** START ENTRIES SUPPLIED **

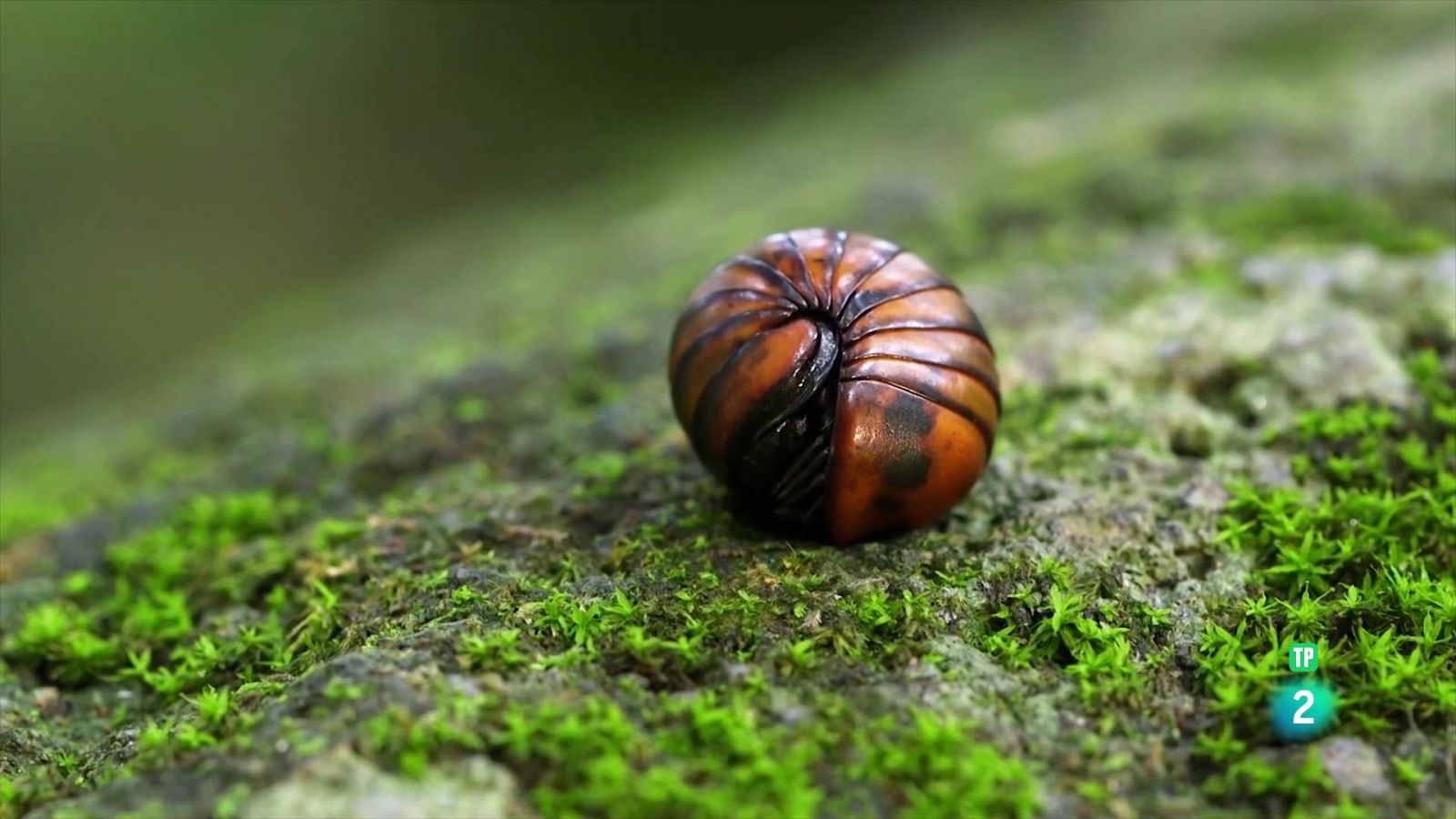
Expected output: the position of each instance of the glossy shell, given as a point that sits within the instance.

** END ENTRIES SUPPLIED **
** START ENTRIES SUPPLIED **

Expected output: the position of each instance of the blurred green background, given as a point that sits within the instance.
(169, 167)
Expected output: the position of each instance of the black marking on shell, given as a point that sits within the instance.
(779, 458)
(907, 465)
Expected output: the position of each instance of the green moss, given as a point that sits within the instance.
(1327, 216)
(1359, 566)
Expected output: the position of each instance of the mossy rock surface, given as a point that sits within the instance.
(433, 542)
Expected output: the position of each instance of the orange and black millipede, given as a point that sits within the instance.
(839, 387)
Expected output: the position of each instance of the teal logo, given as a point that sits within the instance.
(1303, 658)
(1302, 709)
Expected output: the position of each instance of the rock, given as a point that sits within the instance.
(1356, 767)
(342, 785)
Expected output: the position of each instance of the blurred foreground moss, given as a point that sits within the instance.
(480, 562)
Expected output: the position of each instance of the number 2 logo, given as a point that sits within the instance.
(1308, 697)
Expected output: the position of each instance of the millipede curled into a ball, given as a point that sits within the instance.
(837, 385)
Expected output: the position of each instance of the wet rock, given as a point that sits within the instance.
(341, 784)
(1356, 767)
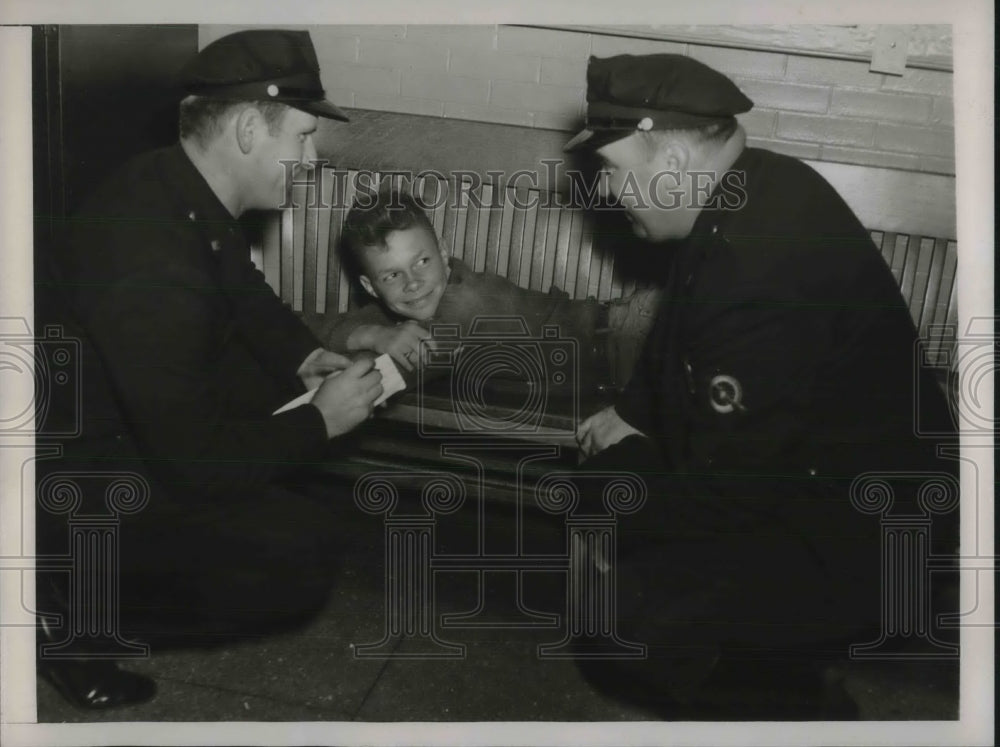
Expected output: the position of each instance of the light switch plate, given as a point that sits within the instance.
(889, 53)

** END ENTRIES SUPPLIED **

WHAT NEEDS TO BE DONE:
Can you reproduce the part of the items that opens with the line containing "Expected output: the position of each instance of the orange" and closes with the line containing "(1302, 709)", with "teal logo" changed to "blue-green logo" and everything else left the same?

WORKED SOLUTION:
Expected output: the position of each instance of the orange and black millipede, given as a point that sits within the instance.
(839, 387)
Expected output: the position of each instance of the blue-green logo, given as a point that sits within the instance.
(1303, 658)
(1302, 709)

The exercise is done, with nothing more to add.